Whenever a line in the following entries includes "below", tally it. Report nothing except the final count.

Records contained in a dataset
Start of Block

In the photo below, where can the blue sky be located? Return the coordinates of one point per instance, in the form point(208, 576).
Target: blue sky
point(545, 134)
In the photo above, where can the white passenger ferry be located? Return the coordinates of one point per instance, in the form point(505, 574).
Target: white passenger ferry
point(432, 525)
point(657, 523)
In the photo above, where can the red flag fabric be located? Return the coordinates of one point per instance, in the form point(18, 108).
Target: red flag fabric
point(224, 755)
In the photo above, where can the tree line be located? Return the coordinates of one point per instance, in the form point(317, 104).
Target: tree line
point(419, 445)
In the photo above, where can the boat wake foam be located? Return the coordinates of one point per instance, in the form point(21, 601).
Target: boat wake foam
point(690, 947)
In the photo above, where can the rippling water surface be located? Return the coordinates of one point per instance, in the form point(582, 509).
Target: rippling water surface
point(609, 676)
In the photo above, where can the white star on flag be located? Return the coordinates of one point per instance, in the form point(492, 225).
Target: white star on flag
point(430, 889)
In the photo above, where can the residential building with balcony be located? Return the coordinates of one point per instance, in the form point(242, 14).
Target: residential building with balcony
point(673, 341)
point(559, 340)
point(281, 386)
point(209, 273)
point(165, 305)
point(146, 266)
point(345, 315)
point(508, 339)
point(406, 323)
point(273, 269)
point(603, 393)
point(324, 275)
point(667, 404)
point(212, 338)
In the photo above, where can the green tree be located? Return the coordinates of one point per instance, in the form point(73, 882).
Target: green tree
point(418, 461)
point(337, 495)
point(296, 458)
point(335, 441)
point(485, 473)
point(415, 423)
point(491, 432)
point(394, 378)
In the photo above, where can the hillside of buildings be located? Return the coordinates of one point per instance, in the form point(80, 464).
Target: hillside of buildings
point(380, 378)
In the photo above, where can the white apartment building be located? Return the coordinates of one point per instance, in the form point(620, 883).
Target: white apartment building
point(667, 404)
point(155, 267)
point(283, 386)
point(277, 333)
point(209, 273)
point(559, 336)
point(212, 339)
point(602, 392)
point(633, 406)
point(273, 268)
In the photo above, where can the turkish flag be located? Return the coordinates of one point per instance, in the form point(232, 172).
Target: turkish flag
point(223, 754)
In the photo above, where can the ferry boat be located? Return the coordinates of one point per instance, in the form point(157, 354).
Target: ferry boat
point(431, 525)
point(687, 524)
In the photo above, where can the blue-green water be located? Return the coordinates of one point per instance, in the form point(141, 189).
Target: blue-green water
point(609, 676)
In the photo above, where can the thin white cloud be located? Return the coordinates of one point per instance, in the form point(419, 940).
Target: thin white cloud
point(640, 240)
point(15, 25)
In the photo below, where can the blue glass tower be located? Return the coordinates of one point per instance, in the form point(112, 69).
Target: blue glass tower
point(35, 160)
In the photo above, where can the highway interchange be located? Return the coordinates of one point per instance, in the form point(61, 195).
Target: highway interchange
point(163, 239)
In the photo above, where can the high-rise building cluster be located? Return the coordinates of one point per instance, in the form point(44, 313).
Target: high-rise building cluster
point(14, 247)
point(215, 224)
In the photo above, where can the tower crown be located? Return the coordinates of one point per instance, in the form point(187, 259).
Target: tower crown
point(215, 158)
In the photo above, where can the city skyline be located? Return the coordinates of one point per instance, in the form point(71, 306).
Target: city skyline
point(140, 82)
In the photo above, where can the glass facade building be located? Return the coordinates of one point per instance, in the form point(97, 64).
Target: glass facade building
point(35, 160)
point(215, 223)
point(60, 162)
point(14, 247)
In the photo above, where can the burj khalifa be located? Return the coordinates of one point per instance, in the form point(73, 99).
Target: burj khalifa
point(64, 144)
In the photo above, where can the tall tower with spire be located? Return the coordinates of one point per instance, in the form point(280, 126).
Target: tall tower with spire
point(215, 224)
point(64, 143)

End of Block

Task output:
2